───── DOCUMENT SECTION ─────

From cotton fields to city streets, blues music tells the story of a people struggling to survive. Its syncopated rhythms convey a meaning as deep as the raspy voices crooning its melodies. The blues has evolved along with the history of black people in the United States – a journey marked by persecution but also by progress.

Theirs is a story that today opens to a new chapter, being written by a man who calls the city that transformed the face of the blues:  “Sweet Home Chicago”. Thus a closer look at the origins of blues music provides insight not only into black history but also into the context from which President Barack Obama, who lived in the Windy City before his move to the White House, entered the international scene.

It was in Chicago that blues music was modernized, where it adapted into a form that could then be easily diffused into popular culture. It would permeate many other musical genres and create the foundation of rock ‘n’ roll, gospel and the British pop made famous by the Beatles. Today, the blues rhythm beats on as the heart of American mainstream music, which in turn plays an influential role in the music world across the globe.

The twelve-bar structure found in the blues today is the same as that which the slaves invented as they worked in the fields, using music to communicate. This system of “field hollering” allowed the slaves to exchange secret information and indicate potential escape routes.

Chicago blues grew from these roots in the Mississippi Delta, where thousands of blacks lived before moving north during the Great Migration, which occurred in two waves between 1913 and 1970. Its heavy backbeats recall the oppression of slavery, while the charged guitar riffs and gravelly voices in the foreground express an insatiable longing for freedom.

In the 1930s, the Great Depression propelled the blues forward by providing not only greater reason for people to lament but also more opportunity to come together to perform and listen to music. From that decade on in the ghettos of Chicago, residents organized “rent parties” to raise money for families with financial difficulties. Thus listening to the blues also became a concrete experience of solidarity.

By this time, blues musicians in Chicago had already begun to create a more urban sound, distinguishing their own style from more rural or classic forms. This new sound reflected, with its quicker tempos, the frenetic pace of working life in an industrial metropolis.

“It was in these neighbourhoods that I received the best education I ever had”, President Obama said in a speech announcing his presidential bid. With this statement he recalled his work in Chicago from 1985-1988, organizing job training and other programs for the working-class residents of Altgeld Gardens, a public housing project amid shuttered steel mills.

The blues is a lyrical expression of both “the agony of life and the possibility of conquering it through sheer toughness of spirit”, writes Ralph Ellison in Invisible Man(Random House, 1952). This work, set in the newly industrialized Chicago of the 1930s, analyzes the problem of the black man’s identity in U.S. culture.

The people of Chicago are generally known as being “tough”, if only for having to endure the severe weather that results from its position on the edge of Lake Michigan. For this reason the blues, in the tenacity of its sound, personifies the Windy City (even if it was originally named as such in reference to its long-winded politicians, not its notorious weather).

The spirit of a city ever aware of life’s challenges – of a city where people are accustomed to adapting to change – is manifest in the blues. The city and the music have each shaped the other into what they are today.

But the influence of Chicago blues has extended much further than its own streets. This is seen clearly in the career and the heritage left by the man who is said to have defined its sound:  Muddy Waters.

───── EXCERPTED DATA ─────

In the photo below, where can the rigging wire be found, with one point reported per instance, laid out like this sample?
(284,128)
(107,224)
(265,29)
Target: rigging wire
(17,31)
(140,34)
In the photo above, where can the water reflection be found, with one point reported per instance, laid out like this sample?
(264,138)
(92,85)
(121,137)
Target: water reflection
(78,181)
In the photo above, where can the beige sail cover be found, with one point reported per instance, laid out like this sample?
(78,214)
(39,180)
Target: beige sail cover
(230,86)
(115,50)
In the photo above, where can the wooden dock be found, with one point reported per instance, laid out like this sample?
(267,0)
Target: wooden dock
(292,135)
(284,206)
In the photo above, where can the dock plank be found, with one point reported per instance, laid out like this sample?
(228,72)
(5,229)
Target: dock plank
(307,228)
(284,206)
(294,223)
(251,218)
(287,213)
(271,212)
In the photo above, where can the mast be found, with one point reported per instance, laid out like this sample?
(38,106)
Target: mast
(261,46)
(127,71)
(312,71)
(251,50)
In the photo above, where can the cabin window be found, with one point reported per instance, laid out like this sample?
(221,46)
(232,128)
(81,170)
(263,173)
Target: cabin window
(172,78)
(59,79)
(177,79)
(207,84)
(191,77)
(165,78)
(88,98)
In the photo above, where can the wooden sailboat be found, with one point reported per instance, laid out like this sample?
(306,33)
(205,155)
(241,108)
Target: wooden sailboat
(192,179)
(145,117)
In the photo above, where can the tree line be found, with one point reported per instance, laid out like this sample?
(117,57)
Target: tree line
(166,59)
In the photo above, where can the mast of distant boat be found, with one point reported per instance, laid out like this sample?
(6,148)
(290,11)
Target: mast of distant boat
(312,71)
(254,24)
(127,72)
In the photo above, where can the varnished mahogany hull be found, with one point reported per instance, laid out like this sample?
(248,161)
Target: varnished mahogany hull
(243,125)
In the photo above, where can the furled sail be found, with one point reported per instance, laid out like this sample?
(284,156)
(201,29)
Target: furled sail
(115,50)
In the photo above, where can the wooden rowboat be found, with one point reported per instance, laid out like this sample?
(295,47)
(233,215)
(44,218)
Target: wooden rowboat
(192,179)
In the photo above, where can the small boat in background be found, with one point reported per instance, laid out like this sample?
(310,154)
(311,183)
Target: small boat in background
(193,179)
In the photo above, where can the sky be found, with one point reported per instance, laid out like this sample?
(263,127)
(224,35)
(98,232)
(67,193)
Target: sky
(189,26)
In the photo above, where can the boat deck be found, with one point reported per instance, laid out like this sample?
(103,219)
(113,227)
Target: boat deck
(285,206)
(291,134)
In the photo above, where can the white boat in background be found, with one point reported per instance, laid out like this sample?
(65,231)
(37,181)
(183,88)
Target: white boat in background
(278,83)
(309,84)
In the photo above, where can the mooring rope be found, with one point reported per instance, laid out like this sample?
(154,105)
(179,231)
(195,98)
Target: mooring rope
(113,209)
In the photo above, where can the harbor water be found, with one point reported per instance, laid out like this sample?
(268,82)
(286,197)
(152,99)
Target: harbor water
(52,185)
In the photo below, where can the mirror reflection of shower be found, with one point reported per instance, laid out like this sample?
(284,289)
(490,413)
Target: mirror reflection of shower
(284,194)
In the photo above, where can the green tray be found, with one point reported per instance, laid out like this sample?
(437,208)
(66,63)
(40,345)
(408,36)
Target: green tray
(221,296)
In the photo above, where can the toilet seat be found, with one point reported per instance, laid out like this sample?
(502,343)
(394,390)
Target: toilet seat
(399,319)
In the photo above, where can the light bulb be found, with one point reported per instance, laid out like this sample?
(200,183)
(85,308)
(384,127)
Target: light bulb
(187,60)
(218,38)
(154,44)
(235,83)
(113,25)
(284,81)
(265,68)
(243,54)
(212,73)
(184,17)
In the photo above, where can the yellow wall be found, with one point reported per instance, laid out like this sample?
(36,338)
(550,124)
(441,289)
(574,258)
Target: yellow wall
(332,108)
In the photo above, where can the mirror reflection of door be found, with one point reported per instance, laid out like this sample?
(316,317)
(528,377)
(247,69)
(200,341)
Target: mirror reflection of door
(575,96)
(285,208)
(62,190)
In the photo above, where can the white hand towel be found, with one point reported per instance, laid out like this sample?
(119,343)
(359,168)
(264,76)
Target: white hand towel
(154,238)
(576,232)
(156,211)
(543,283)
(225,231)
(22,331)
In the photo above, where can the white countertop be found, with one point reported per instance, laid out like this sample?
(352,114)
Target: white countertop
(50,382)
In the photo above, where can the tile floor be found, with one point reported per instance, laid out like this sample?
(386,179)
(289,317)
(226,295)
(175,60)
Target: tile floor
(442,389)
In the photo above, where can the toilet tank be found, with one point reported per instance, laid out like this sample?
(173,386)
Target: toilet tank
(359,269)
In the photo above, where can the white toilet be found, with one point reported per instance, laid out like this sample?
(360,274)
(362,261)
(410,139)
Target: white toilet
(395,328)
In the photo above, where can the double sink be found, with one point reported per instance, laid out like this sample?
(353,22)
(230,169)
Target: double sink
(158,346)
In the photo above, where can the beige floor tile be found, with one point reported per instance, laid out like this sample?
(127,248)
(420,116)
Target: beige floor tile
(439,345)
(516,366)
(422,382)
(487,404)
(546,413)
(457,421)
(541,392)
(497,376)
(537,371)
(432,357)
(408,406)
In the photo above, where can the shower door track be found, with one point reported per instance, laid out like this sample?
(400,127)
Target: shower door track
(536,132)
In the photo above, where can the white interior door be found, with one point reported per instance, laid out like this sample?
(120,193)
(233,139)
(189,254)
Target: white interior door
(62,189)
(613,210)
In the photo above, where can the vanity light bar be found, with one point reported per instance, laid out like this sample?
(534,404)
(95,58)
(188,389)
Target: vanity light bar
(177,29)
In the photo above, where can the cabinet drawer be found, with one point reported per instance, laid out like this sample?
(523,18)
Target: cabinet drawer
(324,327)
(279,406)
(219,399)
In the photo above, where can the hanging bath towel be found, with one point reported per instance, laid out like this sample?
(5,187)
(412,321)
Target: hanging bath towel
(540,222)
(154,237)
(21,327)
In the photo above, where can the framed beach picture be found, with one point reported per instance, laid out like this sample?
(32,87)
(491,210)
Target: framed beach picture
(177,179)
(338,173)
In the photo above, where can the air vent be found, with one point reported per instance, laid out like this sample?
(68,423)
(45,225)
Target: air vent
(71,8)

─────

OBJECTIVES:
A - Name the musical genres that the Chicago blues text says blues music laid the foundation for.
B - According to the Chicago blues text, when did the Great Migration take place?
C - Continue the text about Chicago blues from its last sentence.

RESULTS FOR THE EXERCISE:
A - Rock 'n' roll, gospel, and the British pop made famous by the Beatles.

B - It occurred in two waves between 1913 and 1970.

C -
His grandmother gave the musician this nickname, after the puddles of the Mississippi River in which he played as a child. Waters transferred to Chicago in 1943, where he received an electric guitar as a gift from his uncle. With this instrument – the volume of which he intensified by using a pick – Muddy Waters revolutionized the city’s musical scene.

In addition to the guitar, the harmonica and bass were also amplified in order to compete with the loud atmosphere of the locales where blues bands played. The first to win this battle against the noise with his harmonica was Little Walter. He did so simply by cupping his hands around the instrument.

From then on these methods of amplification and electrification characterized the Chicago blues sound. This new sound was part in thanks to the new possibilities that came with the end of the Great Depression and World War II. Muddy Waters and the other blues artists in Chicago became a vehicle for the optimism emerging at this time. It was here that the now widespread image of a small stage in a smoky bar, crowded with musicians improvising on the electric guitar, harmonica, piano, bass and drums, was born.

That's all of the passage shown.